• [EXERCISE] Please state which date the case summary names as the line of cleavage between the trustee and the bankrupt for life insurance policies.

• [QUOTED TEXT]
= = = = = = =
Summary
holding that the interest of the trustee in life insurance policies extends only to their cash surrender value and that the date of determining the cash surrender value is the date of filing the petition
Summary of this case from In re HerrellOpinion
No. 595.
Argued March 13, 1913. Decided April 28, 1913.
Burlingham v. Crouse, ante, p. 459, followed to effect that under § 70a of the Bankruptcy Act the trustee only takes surrender value of insurance policies on the bankrupt's life, or, in case loans have been made by the company issuing the policies, only the excess of surrender value over the amount of the loan. Under § 70a of the Bankruptcy Act the bankrupt is entitled to the policy by paying the amount of the cash surrender value or excess thereof over loans as of the date of the filing of the petition, and in case of the maturity of the policy before the adjudication he or his legal representative is entitled to the proceeds of the policy over and above such amount. Congress, by the proviso in § 70a, fixed the date of filing the petition as the line of cleavage as between the trustee and the bankrupt in regard to life insurance policies, and this is not affected by subsequent events such as the maturity of the policy by the suicide of the bankrupt, even though prior to adjudication. 192 F. 834, affirmed.
= = = = = = =
• [DATASET EXCERPTS]

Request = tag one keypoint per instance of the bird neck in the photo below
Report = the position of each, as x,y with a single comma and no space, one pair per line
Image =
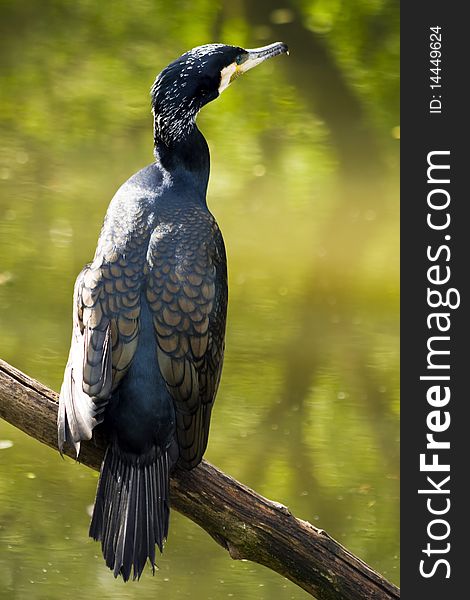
188,155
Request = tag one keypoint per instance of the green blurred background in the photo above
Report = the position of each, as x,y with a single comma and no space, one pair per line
304,186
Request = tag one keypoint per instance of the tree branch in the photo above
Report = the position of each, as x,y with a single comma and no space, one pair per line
240,520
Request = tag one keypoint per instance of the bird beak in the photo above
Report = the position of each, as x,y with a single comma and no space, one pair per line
251,58
256,56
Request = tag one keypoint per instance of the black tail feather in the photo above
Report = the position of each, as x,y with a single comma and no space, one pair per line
131,511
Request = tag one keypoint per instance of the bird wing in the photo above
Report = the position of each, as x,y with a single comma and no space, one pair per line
187,295
106,313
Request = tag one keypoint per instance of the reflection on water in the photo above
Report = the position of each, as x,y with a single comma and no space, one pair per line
307,411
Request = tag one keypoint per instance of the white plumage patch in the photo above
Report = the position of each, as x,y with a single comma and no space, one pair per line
226,76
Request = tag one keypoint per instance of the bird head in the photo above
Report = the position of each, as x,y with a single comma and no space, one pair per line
197,77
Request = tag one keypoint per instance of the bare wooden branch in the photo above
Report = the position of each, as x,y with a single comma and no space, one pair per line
240,520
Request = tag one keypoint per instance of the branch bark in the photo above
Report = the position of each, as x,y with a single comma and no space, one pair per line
247,525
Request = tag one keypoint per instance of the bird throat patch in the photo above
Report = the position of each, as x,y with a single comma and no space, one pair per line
227,75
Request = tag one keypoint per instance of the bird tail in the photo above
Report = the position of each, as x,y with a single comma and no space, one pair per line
131,512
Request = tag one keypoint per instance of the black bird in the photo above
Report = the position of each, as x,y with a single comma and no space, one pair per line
149,317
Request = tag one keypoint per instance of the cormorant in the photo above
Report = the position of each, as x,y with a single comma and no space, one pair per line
149,317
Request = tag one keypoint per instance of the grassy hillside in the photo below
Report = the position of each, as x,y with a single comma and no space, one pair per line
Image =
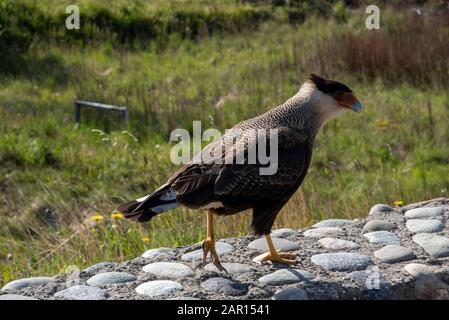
60,184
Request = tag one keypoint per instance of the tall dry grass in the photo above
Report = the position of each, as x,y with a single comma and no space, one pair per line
414,49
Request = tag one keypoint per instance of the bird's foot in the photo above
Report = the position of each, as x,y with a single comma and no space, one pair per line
208,245
278,256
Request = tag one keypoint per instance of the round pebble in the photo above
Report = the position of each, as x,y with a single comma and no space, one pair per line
378,225
332,223
158,253
380,208
285,276
231,268
373,284
435,245
81,292
291,294
26,283
158,288
323,232
170,270
220,247
106,278
423,225
418,213
281,233
416,269
280,244
224,286
99,266
382,238
394,254
338,244
341,261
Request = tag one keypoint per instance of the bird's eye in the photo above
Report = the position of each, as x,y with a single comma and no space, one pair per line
338,95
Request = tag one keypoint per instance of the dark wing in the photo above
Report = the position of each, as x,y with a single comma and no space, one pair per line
241,186
266,193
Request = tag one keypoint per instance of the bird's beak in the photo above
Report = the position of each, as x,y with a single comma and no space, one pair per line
357,106
349,101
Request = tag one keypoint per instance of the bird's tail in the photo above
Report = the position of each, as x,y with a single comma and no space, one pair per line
145,208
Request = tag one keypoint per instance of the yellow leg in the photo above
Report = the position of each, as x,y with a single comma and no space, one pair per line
209,243
274,255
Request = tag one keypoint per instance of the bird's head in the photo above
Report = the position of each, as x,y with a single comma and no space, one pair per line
330,98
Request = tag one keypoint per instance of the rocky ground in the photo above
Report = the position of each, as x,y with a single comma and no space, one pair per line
394,253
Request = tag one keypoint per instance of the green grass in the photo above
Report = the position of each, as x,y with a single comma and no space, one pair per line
393,151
= = = = = = =
• [TASK SOLUTION] The date of filing the petition.